THE TASK: Please duplicate the rows below word for word, beginning at the line that contains "of the oval" and stopping after the line that contains "pixel 424 302".

(Location identification rows)
§ §

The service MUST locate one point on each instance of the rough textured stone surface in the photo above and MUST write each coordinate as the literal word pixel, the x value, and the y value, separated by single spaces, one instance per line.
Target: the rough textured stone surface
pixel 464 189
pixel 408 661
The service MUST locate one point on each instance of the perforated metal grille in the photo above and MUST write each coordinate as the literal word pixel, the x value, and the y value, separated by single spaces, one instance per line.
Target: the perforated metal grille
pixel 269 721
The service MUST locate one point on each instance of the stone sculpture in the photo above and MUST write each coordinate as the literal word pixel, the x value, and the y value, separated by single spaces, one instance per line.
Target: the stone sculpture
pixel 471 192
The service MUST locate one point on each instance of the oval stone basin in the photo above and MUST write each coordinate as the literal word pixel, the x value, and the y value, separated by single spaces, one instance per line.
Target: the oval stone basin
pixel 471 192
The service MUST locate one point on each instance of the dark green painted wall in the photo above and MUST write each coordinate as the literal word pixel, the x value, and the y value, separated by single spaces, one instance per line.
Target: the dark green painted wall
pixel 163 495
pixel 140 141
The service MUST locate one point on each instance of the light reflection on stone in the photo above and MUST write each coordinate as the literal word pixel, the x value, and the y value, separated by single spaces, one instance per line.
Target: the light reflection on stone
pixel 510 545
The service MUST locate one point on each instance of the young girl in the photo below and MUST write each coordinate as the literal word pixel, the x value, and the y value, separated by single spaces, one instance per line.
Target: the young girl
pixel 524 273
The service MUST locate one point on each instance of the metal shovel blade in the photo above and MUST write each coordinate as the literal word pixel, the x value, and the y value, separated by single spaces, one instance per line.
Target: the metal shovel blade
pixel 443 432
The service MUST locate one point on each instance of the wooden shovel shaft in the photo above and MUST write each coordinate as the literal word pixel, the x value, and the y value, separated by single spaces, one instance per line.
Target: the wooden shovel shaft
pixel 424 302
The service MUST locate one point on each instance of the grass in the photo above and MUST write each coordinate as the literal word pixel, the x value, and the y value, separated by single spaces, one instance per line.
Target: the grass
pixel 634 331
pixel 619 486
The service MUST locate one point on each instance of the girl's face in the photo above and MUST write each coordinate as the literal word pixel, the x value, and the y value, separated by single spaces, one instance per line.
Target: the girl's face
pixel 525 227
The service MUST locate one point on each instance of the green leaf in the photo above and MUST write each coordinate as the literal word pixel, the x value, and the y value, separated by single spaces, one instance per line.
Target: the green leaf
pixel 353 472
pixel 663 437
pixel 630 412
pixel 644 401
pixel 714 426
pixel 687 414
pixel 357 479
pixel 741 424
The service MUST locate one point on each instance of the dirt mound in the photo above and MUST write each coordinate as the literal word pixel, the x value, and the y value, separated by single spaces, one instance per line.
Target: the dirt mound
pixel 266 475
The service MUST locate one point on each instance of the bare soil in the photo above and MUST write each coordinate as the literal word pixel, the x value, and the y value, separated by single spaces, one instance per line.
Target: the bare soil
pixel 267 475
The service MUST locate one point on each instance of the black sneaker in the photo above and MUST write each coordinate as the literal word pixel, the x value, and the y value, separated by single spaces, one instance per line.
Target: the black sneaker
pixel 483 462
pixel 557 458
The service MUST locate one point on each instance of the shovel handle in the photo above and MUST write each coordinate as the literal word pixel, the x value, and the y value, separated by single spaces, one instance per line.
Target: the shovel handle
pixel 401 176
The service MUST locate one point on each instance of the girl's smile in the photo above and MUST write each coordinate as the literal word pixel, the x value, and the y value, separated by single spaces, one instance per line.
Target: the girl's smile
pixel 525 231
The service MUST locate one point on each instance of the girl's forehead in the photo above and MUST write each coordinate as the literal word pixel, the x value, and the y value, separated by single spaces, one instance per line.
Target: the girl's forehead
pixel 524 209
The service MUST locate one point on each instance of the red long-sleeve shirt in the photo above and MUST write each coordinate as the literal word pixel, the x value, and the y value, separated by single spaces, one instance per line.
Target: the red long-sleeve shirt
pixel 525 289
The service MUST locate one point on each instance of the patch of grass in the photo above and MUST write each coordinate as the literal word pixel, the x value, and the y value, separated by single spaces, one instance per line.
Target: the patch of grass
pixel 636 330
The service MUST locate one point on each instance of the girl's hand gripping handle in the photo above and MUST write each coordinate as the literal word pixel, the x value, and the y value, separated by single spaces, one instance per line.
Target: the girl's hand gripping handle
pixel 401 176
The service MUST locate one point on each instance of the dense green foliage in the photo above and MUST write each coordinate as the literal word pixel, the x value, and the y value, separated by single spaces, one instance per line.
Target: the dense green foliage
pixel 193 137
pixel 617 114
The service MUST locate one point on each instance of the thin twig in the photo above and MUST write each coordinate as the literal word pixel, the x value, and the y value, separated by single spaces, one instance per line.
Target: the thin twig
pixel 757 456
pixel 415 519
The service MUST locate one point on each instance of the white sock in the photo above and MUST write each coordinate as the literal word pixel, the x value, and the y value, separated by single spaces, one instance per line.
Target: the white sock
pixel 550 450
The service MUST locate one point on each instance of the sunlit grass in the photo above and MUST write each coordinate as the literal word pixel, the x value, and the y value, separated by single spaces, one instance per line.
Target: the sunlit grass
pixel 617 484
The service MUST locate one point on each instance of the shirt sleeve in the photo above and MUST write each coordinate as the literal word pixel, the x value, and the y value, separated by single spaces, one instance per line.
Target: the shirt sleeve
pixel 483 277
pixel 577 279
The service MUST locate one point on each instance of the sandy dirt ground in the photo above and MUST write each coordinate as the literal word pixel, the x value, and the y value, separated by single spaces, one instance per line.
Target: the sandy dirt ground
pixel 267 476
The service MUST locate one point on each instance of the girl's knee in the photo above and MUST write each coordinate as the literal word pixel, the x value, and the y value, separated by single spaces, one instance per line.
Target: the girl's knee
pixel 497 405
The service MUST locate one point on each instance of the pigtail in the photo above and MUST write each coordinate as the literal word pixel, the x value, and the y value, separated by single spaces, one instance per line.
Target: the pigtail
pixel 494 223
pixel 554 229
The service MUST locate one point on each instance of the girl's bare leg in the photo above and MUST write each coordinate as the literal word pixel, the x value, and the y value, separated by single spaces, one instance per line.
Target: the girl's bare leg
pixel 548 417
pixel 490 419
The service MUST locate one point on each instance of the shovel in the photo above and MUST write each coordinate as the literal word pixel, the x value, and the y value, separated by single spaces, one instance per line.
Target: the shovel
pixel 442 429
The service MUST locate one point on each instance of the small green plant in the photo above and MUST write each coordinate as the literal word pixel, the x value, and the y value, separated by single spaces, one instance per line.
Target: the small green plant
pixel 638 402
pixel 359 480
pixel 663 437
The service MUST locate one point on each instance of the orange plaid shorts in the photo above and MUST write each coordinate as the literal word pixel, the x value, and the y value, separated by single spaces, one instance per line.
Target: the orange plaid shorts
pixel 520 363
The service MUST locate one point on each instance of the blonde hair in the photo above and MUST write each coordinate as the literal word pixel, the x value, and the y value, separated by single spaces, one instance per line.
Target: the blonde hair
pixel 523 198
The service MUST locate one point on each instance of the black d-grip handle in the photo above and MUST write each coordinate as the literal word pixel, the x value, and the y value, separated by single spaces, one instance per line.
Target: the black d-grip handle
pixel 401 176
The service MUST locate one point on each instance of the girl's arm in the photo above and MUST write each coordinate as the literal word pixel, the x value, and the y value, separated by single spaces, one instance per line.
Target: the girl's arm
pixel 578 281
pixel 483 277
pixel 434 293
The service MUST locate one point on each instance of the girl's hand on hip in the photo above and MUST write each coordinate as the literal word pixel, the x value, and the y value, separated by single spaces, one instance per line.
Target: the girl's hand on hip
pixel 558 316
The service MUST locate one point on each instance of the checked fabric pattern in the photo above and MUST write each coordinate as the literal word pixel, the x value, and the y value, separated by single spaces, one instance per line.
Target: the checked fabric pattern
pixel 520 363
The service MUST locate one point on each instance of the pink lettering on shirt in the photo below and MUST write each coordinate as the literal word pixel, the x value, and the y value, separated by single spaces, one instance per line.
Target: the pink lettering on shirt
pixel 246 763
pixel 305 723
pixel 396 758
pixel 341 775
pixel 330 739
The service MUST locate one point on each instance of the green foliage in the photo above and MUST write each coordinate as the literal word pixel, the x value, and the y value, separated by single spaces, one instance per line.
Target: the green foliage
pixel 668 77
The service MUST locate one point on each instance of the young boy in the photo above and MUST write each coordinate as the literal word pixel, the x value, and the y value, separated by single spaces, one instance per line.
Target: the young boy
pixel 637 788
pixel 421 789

§ §

COMPLETE ANSWER:
The service MUST locate one point on each instance of the oval stone basin in the photo above and MUST write each coordinate as the literal word pixel, the x value, and the y value, separated by single spaces, one instance per line.
Target: the oval stone basin
pixel 471 192
The service MUST locate one point on each instance of the dark green painted wall in the photo above and MUST write each coordinate as the literal word pixel, the x value, and the y value, separated by single spaces, one instance per line.
Target: the dark green painted wall
pixel 163 495
pixel 140 141
The service MUST locate one point on each instance of the light reflection on stone in the photo above and MUST write each coordinate as the literal word pixel, the x value, and the y value, separated by single spaces, one instance per line.
Target: the light reflection on stone
pixel 510 545
The service MUST locate one point on each instance of the young girl in the photo below and MUST write each coordinate as the literal word pixel, the x value, and the y value, separated by single spaces, one instance per line.
Target: the young girl
pixel 524 273
The service MUST locate one point on each instance of the metal shovel blade in the photo above and MUST write each coordinate as the literal word pixel, the x value, and the y value, separated by single spaces, one instance per line.
Target: the metal shovel blade
pixel 443 432
The service MUST locate one point on each instance of the wooden shovel shaft in the photo above and MUST write each coordinate as the literal word pixel, the x value, and the y value, separated by single spaces, one instance per line.
Target: the wooden shovel shaft
pixel 424 302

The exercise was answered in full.